TASK INPUT:
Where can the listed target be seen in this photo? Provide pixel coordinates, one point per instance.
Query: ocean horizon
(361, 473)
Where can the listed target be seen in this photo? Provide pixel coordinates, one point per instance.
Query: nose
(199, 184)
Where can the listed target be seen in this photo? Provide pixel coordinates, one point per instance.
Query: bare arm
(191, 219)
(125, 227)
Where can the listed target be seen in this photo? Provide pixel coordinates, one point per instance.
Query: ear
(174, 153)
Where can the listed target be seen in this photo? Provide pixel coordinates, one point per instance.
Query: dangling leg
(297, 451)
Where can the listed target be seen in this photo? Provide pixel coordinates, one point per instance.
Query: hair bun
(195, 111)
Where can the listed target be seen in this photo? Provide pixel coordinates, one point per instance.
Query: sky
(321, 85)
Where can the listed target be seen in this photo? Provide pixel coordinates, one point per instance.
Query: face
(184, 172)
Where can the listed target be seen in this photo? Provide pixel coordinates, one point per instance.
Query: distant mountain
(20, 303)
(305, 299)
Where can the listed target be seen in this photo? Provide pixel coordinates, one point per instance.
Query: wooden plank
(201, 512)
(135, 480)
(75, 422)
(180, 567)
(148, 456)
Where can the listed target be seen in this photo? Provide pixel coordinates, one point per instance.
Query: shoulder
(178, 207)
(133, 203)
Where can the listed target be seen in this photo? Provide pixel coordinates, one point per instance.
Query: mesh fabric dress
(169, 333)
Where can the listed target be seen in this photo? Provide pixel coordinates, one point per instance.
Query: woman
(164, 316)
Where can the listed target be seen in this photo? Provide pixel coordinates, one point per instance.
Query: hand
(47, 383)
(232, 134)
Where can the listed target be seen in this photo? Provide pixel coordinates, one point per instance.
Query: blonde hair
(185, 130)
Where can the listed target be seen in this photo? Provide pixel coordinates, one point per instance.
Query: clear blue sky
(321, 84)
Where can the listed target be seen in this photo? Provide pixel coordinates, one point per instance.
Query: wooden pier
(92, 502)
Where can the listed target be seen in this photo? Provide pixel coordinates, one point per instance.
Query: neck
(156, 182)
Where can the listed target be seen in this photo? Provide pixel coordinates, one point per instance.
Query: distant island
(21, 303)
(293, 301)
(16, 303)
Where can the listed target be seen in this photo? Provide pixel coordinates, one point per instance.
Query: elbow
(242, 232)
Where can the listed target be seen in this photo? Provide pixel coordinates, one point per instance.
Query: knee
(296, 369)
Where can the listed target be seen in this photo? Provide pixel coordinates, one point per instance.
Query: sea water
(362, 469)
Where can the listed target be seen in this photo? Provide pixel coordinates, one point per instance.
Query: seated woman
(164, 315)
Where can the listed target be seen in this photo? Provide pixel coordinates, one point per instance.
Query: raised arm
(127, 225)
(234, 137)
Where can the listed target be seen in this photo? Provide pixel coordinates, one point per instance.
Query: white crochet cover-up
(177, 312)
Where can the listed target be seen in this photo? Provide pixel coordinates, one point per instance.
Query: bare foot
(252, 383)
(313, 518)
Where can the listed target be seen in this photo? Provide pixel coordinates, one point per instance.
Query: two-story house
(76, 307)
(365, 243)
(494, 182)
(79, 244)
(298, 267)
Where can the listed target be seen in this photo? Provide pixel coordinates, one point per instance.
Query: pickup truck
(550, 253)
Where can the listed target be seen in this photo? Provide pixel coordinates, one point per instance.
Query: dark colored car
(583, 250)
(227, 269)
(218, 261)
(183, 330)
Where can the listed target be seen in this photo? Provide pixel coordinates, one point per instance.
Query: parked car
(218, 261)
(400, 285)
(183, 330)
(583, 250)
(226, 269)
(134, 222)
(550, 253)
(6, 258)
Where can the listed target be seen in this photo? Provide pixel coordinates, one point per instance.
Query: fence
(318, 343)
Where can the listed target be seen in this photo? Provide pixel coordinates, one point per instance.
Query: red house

REQUIREMENT: The full listing above should be restated word for word.

ANSWER FOR THE TASK:
Where can the listed target be seen in this photo? Provide pixel coordinates, one point per instance.
Query: ocean horizon
(361, 473)
Where can the listed target be seen in this photo? Provide pixel coordinates, one point per instance.
Query: nose
(199, 184)
Where can the listed target be seen in this photo? Provide pixel coordinates, one point per instance.
Query: bare arm
(191, 219)
(125, 227)
Where can the listed target be seen in this photo? Provide pixel coordinates, one point per instance.
Query: ear
(174, 153)
Where can the listed target be seen in this photo? Provide pixel coordinates, one point per instance.
Query: dangling leg
(297, 451)
Where can the listed target be seen in this photo? Provide pixel coordinates, one point per instance.
Query: hair bun
(195, 111)
Where can the listed target be seen in this photo? Provide pixel coordinates, one point per instance.
Query: sky
(321, 85)
Where can the listed target be seen in this photo? Provide pixel coordinates, one point per instance.
Query: face
(184, 172)
Where can the listed target be seen in this photo? Provide pixel coordinates, one point per instance.
Query: distant mountain
(20, 303)
(305, 299)
Where can the listed target be seen in this photo? Provide pixel coordinates, one point per instance.
Query: wooden plank
(201, 512)
(135, 480)
(75, 422)
(180, 567)
(148, 456)
Where can the listed target be seen in this photo? Provide pixel coordinates, one point per instance.
Query: shoulder
(178, 207)
(133, 203)
Where can the listed target be seen in this photo? Provide pixel coordinates, one point per instance.
Query: mesh fabric dress
(169, 333)
Where can the listed target be seen in this photo? Provide pixel coordinates, one point per instance.
Query: woman
(164, 316)
Where can the listed target be seen in this photo? Provide pixel coordinates, one point per instance.
Query: hand
(47, 383)
(232, 134)
Where can the listed target be seen in this photo? Provide pixel coordinates, one point per instance.
Query: blonde hair
(185, 130)
Where can the listed target be seen in this photo? Provide pixel coordinates, one point per instance.
Query: clear blue sky
(321, 84)
Where can the listed target be seen in this photo? Provide pixel coordinates, one point per instance.
Query: wooden pier
(92, 502)
Where can the listed target be seen in this photo? Provide pixel coordinates, one point per instance.
Query: neck
(156, 182)
Where can the listed target be seen in this photo? Provide pixel coordinates, one point per instance.
Query: distant island
(21, 303)
(293, 301)
(16, 303)
Where can the listed target be seen in this photo? Provide pixel coordinates, one point per instance.
Query: elbow
(242, 232)
Where can the listed target be seen in this photo? Provide pixel coordinates, one point per instance.
Query: knee
(296, 369)
Where can the listed target be seen in this photo? Provide pixel coordinates, one point per instance.
Query: sea water
(362, 469)
Where can the listed target be seen in this photo? Provide pixel coordinates, one point per instance.
Query: seated woman
(164, 315)
Where can the listed target be seen in this photo? Provide pixel coordinates, one point per instance.
Query: raised arm
(127, 225)
(234, 137)
Where can the listed target be seen in this photo? Provide pixel coordinates, one point per instance.
Query: white crochet cover-up
(177, 312)
Where can the listed target be seen in this photo? Provide pixel coordinates, one point per instance.
Query: bare foot
(252, 383)
(313, 518)
Where can the listed target be seen in this photo? Provide pixel coordinates, one point per instance.
Query: two-story house
(76, 307)
(365, 243)
(494, 182)
(79, 244)
(298, 267)
Where can the listed target be seen in this photo? Provide pixel coordinates, one point per instance.
Query: pickup truck
(550, 253)
Where can the listed target be seen in this photo? Provide pixel coordinates, one point per instance.
Query: dark colored car
(583, 250)
(227, 269)
(218, 261)
(183, 330)
Where can the listed target be seen in this photo? Provide pixel coordinates, one point per instance.
Query: parked car
(218, 261)
(400, 285)
(183, 330)
(583, 250)
(226, 269)
(134, 222)
(550, 253)
(6, 258)
Where can the listed target be seen in this photo? Provide pixel coordinates, one point per instance.
Query: fence
(318, 343)
Where can the listed target be seen in this photo? Provide pixel coordinates, one point per instance.
Query: red house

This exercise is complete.